What is expected> Type the records that follow again exactly as written, but drop the pictures.

Image point grounding data>
[Start of Attachment]

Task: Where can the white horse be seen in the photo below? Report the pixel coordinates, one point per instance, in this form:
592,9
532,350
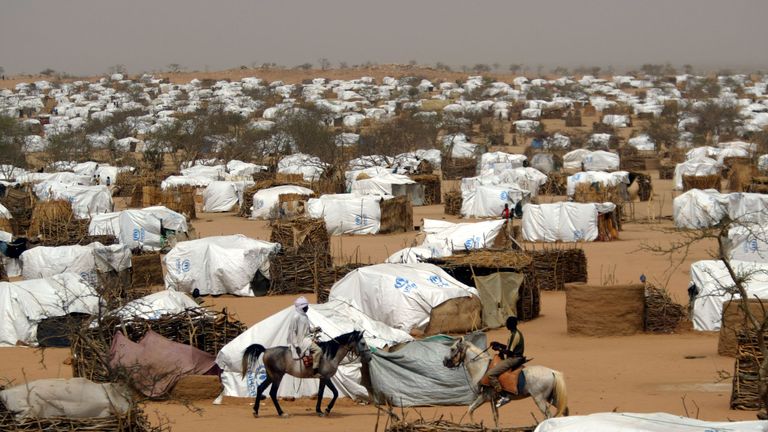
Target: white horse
546,386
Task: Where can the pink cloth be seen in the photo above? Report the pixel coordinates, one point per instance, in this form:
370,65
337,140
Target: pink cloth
155,364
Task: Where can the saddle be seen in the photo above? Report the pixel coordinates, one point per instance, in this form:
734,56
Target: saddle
512,381
307,360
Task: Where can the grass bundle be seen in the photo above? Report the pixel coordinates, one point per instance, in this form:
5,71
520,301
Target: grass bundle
745,392
556,184
662,314
53,224
453,201
644,187
701,182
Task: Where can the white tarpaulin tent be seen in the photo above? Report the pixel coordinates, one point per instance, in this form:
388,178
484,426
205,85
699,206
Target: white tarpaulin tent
748,208
715,286
410,255
562,221
699,208
489,200
604,178
224,196
643,422
266,201
600,160
748,243
695,167
24,304
139,227
310,167
500,161
386,183
642,142
218,265
348,213
335,317
400,295
85,200
526,178
45,261
71,398
443,237
573,159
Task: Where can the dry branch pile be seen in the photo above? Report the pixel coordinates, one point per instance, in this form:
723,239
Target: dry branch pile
181,200
133,421
745,394
666,172
304,263
662,314
20,204
453,201
740,176
758,185
556,184
432,186
206,330
552,268
633,162
596,192
458,168
440,425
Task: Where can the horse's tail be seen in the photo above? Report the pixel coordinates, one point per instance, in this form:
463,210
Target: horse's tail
559,394
251,354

[End of Attachment]

Finished task>
Task: Where can the white horse be seen in the photo below? Report the pixel coordinates, one point per instance, in this form:
592,9
532,350
Target: white horse
546,386
Task: Where can the pink cloth be seen in the photo above? Report the pixel coordinates, one point per instance, in this form:
370,65
337,140
Target: pink cloth
155,364
Task: Where can the saddle be seen in the photo above? Report the pixel coordinates, one point per instance, in this form:
734,56
Target: saddle
512,381
307,360
Task: Where can the grass bundle be seen in the photo above? Report the pixel coordinates, one point per instance, in this form:
5,71
520,301
Target: grass bundle
745,392
556,184
662,314
53,224
453,201
644,187
701,182
Task: Where can the white tarpaulin tent be seen in the photo above? Report the pixel coordinates, one point per instance, in this form:
388,178
484,426
205,85
699,206
Target: white tarpaulin tent
748,208
715,286
410,255
562,221
699,208
489,200
604,178
224,196
643,422
266,201
600,160
748,243
695,167
24,304
139,227
310,167
500,161
386,183
642,142
218,265
348,213
335,317
400,295
85,200
526,178
45,261
71,398
443,237
573,159
Task: Where can the dry branch pile be seen in the photo above? Report the pixel coordinates, one point per instance, in this form:
723,239
Target: dry branch pile
181,200
133,421
745,394
666,172
304,263
662,314
20,204
453,201
740,176
758,185
556,184
432,186
206,330
552,268
633,162
596,192
458,168
440,425
Task: Where can the horse's tail be seen in the photo above? Report the pixel coordinates, one point per instance, in this form:
463,210
Target: horse's tail
559,394
251,354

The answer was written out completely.